- Problem statement
Everything from the line with "Target: man's right hand" to the end of the data below must be returned exactly as it is, and nothing besides.

- Entries supplied
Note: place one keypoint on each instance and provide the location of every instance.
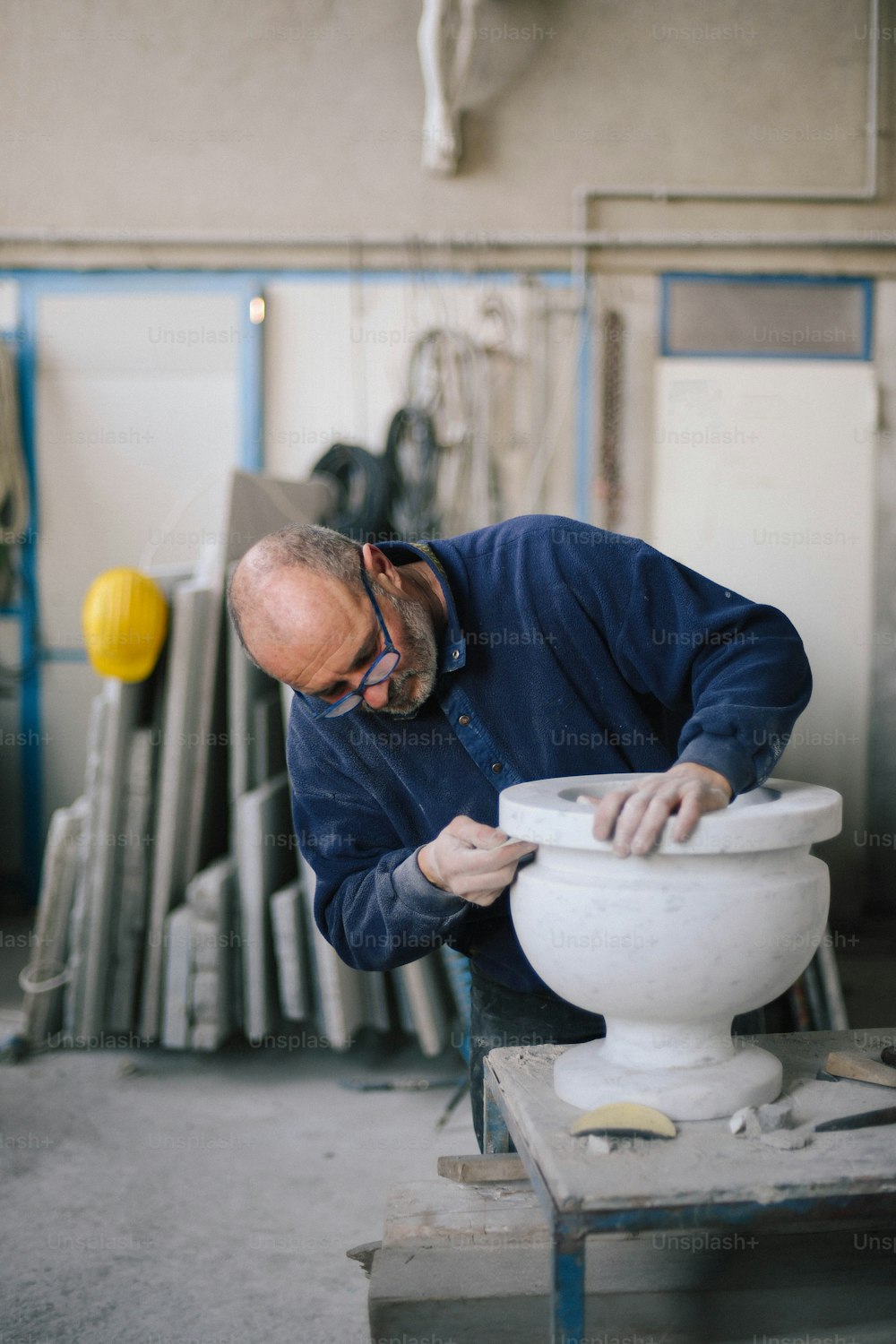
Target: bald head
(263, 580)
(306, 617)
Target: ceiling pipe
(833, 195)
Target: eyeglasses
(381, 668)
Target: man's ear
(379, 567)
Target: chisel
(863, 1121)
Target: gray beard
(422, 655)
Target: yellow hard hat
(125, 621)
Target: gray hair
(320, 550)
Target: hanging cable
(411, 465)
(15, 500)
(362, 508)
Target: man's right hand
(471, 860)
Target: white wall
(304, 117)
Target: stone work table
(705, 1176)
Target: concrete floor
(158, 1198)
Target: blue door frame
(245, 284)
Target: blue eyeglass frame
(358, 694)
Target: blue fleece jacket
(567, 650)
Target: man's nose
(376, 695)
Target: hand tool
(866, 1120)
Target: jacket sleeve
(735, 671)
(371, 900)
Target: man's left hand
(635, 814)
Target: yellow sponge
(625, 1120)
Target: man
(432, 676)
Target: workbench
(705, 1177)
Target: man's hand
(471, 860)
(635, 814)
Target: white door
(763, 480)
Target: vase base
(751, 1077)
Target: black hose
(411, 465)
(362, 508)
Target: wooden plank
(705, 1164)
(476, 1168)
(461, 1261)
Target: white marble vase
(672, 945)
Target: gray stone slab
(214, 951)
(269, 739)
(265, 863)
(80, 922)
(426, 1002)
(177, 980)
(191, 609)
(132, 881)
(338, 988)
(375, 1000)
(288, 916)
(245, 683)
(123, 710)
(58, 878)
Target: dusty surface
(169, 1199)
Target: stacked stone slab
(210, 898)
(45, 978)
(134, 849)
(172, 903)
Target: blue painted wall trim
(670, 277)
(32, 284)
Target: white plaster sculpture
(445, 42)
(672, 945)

- Your response
Target: man's right hand
(471, 860)
Target: white wall
(304, 117)
Target: stone work table
(705, 1176)
Target: concrete floor
(158, 1198)
Target: blue door frame
(245, 284)
Target: blue eyeglass frame
(358, 694)
Target: blue fleece jacket
(567, 650)
Target: man's nose
(376, 695)
Target: hand tool
(866, 1120)
Target: jacket sleeve
(735, 671)
(371, 900)
Target: man's left hand
(635, 814)
Target: yellow sponge
(625, 1120)
Target: man
(432, 676)
Target: workbench
(705, 1177)
Target: man's hand
(471, 860)
(635, 814)
Target: white door
(763, 480)
Target: vase base
(751, 1077)
Target: black hose
(411, 465)
(362, 508)
Target: wooden plank
(705, 1164)
(476, 1168)
(461, 1261)
Target: white marble vase
(672, 945)
Target: gray stone slab
(214, 951)
(269, 739)
(265, 863)
(80, 922)
(426, 1002)
(177, 980)
(191, 609)
(132, 881)
(338, 988)
(375, 1000)
(288, 916)
(245, 683)
(123, 710)
(58, 878)
Target: dusty surface
(169, 1199)
Target: stacked stone slab
(210, 898)
(45, 978)
(134, 849)
(172, 903)
Target: blue painted wall trim
(670, 277)
(32, 284)
Target: white plaster sculpture
(445, 42)
(672, 945)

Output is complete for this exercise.